Required task>
Copy every one of the records below word for word, without changing anything.
Material for the task start
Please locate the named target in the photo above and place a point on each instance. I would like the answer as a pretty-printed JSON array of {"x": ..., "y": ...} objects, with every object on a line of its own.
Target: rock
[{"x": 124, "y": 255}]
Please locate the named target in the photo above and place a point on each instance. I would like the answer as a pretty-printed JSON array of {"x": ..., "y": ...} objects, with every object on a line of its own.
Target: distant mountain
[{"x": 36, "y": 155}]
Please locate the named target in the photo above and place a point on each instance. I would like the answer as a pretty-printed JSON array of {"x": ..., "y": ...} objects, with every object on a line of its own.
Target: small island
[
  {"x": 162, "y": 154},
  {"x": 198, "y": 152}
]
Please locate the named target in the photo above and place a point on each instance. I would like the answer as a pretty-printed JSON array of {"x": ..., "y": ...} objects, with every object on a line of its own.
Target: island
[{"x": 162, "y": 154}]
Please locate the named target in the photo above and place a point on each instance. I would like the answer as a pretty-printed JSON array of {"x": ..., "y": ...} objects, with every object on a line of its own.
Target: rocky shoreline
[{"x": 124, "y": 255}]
Material for the task end
Response to the task>
Please locate the named target in the photo above and place a point on each instance. I would like the answer as a pretty-printed JSON array of {"x": ..., "y": ...} objects, with every object on a line of its own.
Target: rock
[{"x": 124, "y": 255}]
Please locate the named target in the photo above and place a point on each instance. I would like the answer as a pretty-printed JSON array of {"x": ..., "y": ...} objects, with every object on a line of its own.
Target: distant mountain
[{"x": 36, "y": 155}]
Please locate the named target in the photo above and place a point on each instance. I would like the answer as a pretty-printed JSON array of {"x": ..., "y": ...} objects, with every object on a line of its own.
Target: small island
[
  {"x": 162, "y": 154},
  {"x": 198, "y": 152}
]
Please locate the named target in the photo above and place a point on each instance. I would like the answer as a pretty-printed JSON array of {"x": ..., "y": ...} objects, with every object on a line of its own.
Target: island
[{"x": 162, "y": 154}]
Please locate the named target in the photo above and place a point on each instance. I would like the answer as a pretty-printed JSON array of {"x": ..., "y": ...} objects, with every object on a line of its own.
Target: rocky shoreline
[{"x": 124, "y": 255}]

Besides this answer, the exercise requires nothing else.